-- Exercise instructions --
Swap "box" for "rectangle" in the lines from the first one up to and including the line with "box: [137, 55, 272, 218]", and reproduce only those lines, with nothing else changed.

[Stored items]
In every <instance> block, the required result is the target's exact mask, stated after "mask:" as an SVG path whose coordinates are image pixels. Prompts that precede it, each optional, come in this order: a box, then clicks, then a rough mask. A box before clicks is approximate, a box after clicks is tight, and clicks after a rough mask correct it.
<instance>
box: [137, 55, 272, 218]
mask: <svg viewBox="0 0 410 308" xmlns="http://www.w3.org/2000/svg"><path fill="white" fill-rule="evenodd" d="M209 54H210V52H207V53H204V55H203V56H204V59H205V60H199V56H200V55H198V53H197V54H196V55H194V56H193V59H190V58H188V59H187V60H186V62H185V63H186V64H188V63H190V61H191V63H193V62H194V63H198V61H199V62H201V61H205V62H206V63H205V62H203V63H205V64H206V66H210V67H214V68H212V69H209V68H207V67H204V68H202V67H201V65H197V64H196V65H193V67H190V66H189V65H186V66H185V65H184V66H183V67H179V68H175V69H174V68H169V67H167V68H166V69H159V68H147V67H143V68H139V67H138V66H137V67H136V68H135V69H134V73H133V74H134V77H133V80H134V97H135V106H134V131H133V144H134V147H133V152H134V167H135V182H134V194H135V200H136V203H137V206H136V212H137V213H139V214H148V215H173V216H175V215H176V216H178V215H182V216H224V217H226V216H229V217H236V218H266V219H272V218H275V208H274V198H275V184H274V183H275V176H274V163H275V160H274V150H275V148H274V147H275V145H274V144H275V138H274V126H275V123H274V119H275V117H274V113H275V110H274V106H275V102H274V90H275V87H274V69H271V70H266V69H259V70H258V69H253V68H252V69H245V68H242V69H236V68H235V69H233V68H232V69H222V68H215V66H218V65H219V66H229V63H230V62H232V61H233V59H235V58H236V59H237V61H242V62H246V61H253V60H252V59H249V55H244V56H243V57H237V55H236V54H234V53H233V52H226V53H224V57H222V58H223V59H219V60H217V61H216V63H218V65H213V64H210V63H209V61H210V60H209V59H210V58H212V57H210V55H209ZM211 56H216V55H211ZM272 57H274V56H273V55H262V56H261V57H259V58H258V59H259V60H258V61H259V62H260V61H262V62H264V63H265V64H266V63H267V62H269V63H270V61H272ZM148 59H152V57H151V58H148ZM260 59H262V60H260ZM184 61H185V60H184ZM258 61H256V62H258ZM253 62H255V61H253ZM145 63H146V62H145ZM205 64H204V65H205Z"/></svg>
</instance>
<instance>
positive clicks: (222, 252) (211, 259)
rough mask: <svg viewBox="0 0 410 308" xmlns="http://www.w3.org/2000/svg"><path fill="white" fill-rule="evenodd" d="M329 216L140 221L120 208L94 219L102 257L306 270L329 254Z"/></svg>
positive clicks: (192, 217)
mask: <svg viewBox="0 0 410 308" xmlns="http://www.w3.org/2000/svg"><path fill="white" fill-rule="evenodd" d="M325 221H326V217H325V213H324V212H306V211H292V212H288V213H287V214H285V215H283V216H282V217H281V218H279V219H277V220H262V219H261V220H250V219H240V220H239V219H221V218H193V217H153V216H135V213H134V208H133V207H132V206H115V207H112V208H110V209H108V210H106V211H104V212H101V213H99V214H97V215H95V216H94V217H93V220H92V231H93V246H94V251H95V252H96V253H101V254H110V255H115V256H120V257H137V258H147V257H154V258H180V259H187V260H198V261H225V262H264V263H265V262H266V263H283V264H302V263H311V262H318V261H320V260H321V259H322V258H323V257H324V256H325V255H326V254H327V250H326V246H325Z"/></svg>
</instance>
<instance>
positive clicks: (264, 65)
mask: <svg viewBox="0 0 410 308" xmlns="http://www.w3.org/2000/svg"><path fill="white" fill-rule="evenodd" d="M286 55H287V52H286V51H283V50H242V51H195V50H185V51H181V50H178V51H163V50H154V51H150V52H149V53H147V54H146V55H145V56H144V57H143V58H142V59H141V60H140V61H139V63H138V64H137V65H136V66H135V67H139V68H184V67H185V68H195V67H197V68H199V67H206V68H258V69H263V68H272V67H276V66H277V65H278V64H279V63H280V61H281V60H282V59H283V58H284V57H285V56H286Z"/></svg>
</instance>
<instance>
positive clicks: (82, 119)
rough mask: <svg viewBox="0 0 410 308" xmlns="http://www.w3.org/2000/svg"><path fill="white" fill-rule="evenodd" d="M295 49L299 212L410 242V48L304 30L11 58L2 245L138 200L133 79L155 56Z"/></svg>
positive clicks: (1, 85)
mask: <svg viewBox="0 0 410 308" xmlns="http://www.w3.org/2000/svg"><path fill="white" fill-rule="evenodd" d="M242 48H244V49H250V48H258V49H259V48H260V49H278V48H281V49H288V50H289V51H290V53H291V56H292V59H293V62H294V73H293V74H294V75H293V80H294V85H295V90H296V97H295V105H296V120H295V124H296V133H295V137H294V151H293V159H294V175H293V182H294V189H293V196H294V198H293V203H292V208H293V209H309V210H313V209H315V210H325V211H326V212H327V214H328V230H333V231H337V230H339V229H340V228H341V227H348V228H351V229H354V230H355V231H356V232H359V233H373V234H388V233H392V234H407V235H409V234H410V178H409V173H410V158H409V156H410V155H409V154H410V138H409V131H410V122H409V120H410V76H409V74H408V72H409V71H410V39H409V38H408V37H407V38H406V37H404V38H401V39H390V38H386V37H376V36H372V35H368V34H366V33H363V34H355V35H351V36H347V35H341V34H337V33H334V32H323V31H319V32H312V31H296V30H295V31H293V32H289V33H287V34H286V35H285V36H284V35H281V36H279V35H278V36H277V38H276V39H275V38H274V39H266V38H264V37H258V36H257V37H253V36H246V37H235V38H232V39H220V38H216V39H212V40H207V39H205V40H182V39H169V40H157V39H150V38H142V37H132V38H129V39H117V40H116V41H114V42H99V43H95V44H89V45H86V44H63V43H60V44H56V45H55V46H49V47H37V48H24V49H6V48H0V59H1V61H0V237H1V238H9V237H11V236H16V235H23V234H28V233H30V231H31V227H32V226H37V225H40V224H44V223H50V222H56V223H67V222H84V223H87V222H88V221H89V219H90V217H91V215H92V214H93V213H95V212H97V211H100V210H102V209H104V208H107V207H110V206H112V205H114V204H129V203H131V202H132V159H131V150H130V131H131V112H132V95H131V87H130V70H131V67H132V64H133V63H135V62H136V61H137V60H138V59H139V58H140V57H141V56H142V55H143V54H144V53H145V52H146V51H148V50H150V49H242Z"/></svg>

-- Answer space --
In every <instance> block, the required result is the target's exact mask, stated after "mask:" as an SVG path whose coordinates are image pixels. Prompts that precede it, each optional, come in this order: a rectangle, then clicks, then a rough mask. A rectangle before clicks is approximate, a rectangle after clicks is tight, and clicks after a rough mask correct it.
<instance>
rectangle: [137, 55, 272, 218]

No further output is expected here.